◆ **Requirement**
Word for word, repeat the entries, minus the pictures.
# START OF Records supplied
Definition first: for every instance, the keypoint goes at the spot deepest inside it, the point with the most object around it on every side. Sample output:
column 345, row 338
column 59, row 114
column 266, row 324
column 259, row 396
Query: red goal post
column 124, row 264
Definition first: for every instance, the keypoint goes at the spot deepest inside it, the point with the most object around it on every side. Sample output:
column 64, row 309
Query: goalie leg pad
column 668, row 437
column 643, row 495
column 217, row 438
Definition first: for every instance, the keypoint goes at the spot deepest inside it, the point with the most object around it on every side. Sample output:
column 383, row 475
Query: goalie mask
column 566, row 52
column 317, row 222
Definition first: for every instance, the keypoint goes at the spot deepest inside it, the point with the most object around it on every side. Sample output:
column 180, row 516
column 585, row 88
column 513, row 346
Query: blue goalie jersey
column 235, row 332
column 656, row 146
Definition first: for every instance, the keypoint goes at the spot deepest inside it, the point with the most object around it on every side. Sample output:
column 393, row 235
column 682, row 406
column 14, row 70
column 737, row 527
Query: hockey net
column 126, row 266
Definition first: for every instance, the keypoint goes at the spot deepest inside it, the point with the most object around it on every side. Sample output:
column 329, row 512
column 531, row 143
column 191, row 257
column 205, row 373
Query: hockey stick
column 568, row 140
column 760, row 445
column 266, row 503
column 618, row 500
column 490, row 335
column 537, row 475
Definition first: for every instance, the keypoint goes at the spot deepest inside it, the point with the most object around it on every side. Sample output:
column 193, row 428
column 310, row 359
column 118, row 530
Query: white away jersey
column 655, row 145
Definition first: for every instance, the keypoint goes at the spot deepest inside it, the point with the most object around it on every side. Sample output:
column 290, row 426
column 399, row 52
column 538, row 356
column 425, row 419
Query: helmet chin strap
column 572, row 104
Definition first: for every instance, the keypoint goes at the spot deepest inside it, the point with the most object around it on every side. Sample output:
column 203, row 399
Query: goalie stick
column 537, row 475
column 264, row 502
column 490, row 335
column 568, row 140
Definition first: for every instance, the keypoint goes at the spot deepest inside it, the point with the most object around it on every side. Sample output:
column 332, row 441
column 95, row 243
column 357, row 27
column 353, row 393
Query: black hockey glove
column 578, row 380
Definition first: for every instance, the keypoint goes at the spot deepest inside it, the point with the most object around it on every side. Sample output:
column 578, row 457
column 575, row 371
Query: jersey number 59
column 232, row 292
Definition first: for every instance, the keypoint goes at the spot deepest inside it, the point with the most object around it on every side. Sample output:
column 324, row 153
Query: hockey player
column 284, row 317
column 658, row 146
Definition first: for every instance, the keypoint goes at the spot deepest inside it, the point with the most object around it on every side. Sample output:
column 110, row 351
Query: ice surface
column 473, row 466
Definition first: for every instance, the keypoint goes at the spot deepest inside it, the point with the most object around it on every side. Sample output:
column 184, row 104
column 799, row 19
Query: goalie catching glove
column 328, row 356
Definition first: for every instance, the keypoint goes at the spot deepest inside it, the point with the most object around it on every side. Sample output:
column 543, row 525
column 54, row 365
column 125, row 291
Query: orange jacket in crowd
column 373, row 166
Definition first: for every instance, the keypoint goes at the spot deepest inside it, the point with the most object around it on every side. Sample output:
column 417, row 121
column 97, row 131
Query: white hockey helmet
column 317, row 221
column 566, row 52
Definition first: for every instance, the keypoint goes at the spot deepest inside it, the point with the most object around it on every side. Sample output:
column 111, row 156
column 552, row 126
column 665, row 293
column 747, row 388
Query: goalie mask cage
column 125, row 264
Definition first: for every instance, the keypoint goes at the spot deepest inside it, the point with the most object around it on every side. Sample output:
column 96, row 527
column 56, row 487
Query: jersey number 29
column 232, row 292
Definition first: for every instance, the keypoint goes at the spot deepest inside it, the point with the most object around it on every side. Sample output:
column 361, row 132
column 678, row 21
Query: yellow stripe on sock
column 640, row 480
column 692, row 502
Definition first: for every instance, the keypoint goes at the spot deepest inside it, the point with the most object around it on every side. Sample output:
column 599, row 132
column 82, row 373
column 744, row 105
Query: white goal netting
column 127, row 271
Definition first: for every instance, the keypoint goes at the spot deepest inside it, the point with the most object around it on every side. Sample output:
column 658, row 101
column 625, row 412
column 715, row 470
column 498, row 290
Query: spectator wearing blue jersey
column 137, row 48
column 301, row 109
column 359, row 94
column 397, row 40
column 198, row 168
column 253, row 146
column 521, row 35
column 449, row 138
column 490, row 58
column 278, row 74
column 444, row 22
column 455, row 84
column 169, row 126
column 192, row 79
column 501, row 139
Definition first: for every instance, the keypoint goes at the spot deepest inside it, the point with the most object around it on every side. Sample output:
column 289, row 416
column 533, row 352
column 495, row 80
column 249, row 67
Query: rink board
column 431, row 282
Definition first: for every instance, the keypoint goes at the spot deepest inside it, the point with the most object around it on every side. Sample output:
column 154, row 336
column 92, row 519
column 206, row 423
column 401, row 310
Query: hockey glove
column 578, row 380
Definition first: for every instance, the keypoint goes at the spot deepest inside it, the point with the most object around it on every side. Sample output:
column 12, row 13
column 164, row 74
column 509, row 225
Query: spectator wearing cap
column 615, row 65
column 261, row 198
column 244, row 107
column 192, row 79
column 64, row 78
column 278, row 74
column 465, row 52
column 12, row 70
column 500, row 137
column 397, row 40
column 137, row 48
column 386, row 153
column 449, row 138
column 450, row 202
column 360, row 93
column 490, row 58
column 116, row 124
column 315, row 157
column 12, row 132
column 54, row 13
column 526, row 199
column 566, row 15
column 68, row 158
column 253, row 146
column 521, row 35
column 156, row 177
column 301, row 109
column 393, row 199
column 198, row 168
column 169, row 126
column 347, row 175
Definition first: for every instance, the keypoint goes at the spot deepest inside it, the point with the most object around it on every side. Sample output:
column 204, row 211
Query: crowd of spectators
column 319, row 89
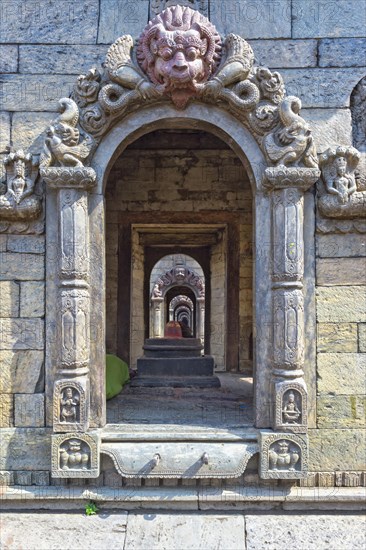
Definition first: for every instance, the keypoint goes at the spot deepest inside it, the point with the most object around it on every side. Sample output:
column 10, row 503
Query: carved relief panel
column 283, row 456
column 71, row 405
column 75, row 455
column 20, row 194
column 290, row 407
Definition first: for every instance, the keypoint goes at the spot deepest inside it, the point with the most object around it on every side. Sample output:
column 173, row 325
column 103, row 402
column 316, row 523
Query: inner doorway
column 180, row 193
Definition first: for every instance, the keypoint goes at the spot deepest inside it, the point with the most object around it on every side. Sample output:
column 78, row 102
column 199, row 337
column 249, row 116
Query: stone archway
# END OF Records supplied
◆ **Solution**
Definition first: for every instance, the keypoint goes at the spot deepest inside it, the point with the most object around it on every side. Sample output:
column 345, row 338
column 59, row 114
column 266, row 324
column 259, row 396
Query: red goal post
column 124, row 264
Definition first: for every instance, the keypoint goes at the spot deepest inside it, the point with the most object around it on every side. Sample output:
column 64, row 309
Query: goalie leg pad
column 668, row 437
column 643, row 495
column 217, row 438
Definition first: for every instance, the keypoint goes at the spot deepest inside it, the point with the most object around it on every side. Sample output:
column 383, row 475
Query: goalie mask
column 566, row 52
column 317, row 222
Definition first: for every instance, the keypoint goes at the spot deepest inside it, the point with the most object around it on every side. Sample output:
column 180, row 516
column 585, row 88
column 513, row 346
Query: blue goalie jersey
column 235, row 332
column 656, row 146
Definition first: for every instance, the keypoint goes at the spot deepest inside it, the point with the most object around it on every side. Sample output:
column 393, row 235
column 682, row 406
column 14, row 70
column 737, row 527
Query: hockey net
column 126, row 266
Definition first: for every instance, the keypoint goes at the spot deepest inside it, the point with the most object around it on every side. Sample output:
column 329, row 512
column 531, row 143
column 191, row 257
column 205, row 373
Query: hockey stick
column 568, row 140
column 760, row 445
column 266, row 503
column 618, row 500
column 490, row 335
column 537, row 475
Definition first: for every instance, the keypoint goes at the spot deepest inside it, the point with the most object around it on every side. Sample output:
column 193, row 428
column 310, row 359
column 118, row 530
Query: white away jersey
column 655, row 145
Definition first: for every instance, the keypoint goes at the spot deepest inside it, the point with the most object around it on every side. Sample output:
column 290, row 426
column 399, row 52
column 538, row 356
column 425, row 419
Query: helmet chin strap
column 572, row 104
Definition first: for every instance, the keypoint goes at the spot deepest inside it, the point with the most object around it on every side. Sample output:
column 203, row 399
Query: goalie stick
column 537, row 475
column 264, row 502
column 490, row 335
column 568, row 140
Definition first: for every instance, the keypoint goes at the spot deepest inside it, the point with the most object around it on every side. Sample output:
column 332, row 441
column 95, row 243
column 357, row 27
column 353, row 393
Query: black hockey glove
column 578, row 380
Definition first: for every instance, the keypoint goes at the spot deepest inside it, the point with the most object around it on every side. Sample output:
column 578, row 457
column 575, row 371
Query: jersey number 59
column 232, row 292
Definition first: for every instance, the keypoint goes at the spot deepest inside it, the point with the most object around it on every side. Sample output:
column 324, row 153
Query: hockey player
column 284, row 317
column 658, row 146
Definition first: for every instance, the keypoint goes at the spot deepest inside it, the point with the most object around it on every side. Sample output:
column 110, row 351
Query: ice surface
column 473, row 466
Definition first: for every instance, the keypoint goes at the spot deepest inside it, the point with the most object around it on every side. Sample output:
column 184, row 104
column 799, row 19
Query: goalie catching glove
column 328, row 356
Definition first: for every instance, the keypoint goes at the spot deepest inside it, the point with the most object around it on every side. Sample output:
column 543, row 525
column 54, row 365
column 125, row 291
Query: orange jacket in crowd
column 373, row 166
Definition first: for every instance, the keypoint goes at the spot deepest inside it, the point with the most object around it on every side. Sample output:
column 417, row 121
column 97, row 131
Query: white hockey helmet
column 317, row 221
column 566, row 52
Definition first: for every instance, the keypoint goes at the spot deepest inside it, the point with the most object around it on every side. Sample output:
column 111, row 156
column 552, row 126
column 665, row 293
column 747, row 388
Query: goalie mask cage
column 125, row 264
Definition first: for every instance, the keypoint goes at the spot deepest inside it, the point with the most object around it on every side. Sample output:
column 96, row 527
column 56, row 487
Query: jersey number 29
column 232, row 292
Definition first: for every instance, the keypoint goes at the spot deepest inside it, the point with the most object around it on every side. Sample output:
column 361, row 132
column 678, row 21
Query: yellow stripe on sock
column 640, row 480
column 692, row 502
Definition first: for every instance, the keypoint goes at the spot deepest inside it, the point with the most object around it on every side. Sample output:
column 599, row 132
column 82, row 373
column 744, row 105
Query: white goal netting
column 127, row 271
Definition first: for every instance, the keypoint goes at the spot deepest inside it, the point with the most object around it on every side. Sample output:
column 658, row 101
column 625, row 412
column 715, row 470
column 498, row 290
Query: spectator wearing blue jersey
column 137, row 48
column 301, row 109
column 359, row 94
column 397, row 40
column 198, row 168
column 253, row 146
column 521, row 35
column 449, row 138
column 490, row 58
column 278, row 74
column 444, row 22
column 455, row 84
column 169, row 126
column 192, row 79
column 501, row 139
Definition first: for every instance, the keypoint goes at the spot deepest inside it, the point with the most object around it on every side. Sample output:
column 289, row 416
column 533, row 352
column 495, row 80
column 249, row 67
Query: rink board
column 431, row 282
Definition first: for every instance, the keypoint goes at the spot deepest inside it, the point with the most object around it on every side. Sample output:
column 154, row 336
column 92, row 519
column 206, row 423
column 401, row 310
Query: hockey glove
column 578, row 380
Definition first: for every instance, the keypoint goes at the spot deepest inside it, the point with the most object around it on every side. Sample output:
column 12, row 13
column 164, row 74
column 509, row 225
Query: spectator wearing cap
column 615, row 65
column 261, row 198
column 244, row 107
column 192, row 79
column 64, row 78
column 278, row 74
column 465, row 52
column 12, row 70
column 500, row 137
column 397, row 40
column 137, row 48
column 386, row 153
column 449, row 138
column 450, row 202
column 360, row 93
column 490, row 58
column 116, row 124
column 315, row 157
column 12, row 132
column 54, row 13
column 526, row 199
column 566, row 15
column 68, row 158
column 253, row 146
column 521, row 35
column 156, row 177
column 301, row 109
column 393, row 199
column 198, row 168
column 169, row 126
column 347, row 175
Definition first: for every instance, the keypoint goes at the spot deepest inside it, the point with the most object around it on every side. Sample output:
column 204, row 211
Query: crowd of spectators
column 319, row 89
Definition first: for every instance, the keypoint goes at the spot deepest inside it, the point with the most object around it on every side. Sample output:
column 10, row 503
Query: carved relief panel
column 283, row 456
column 71, row 405
column 75, row 455
column 20, row 194
column 290, row 407
Definition first: for every instance, the keypoint goes at the spot deepest inside it, the point with the most object around it on every side. Sample output:
column 173, row 325
column 103, row 402
column 316, row 523
Query: inner doorway
column 180, row 193
Definition first: for every instance, the keypoint goes at the spot deepest inside it, the point with the most object around it on every side. Sample output:
column 78, row 102
column 199, row 337
column 249, row 116
Query: stone archway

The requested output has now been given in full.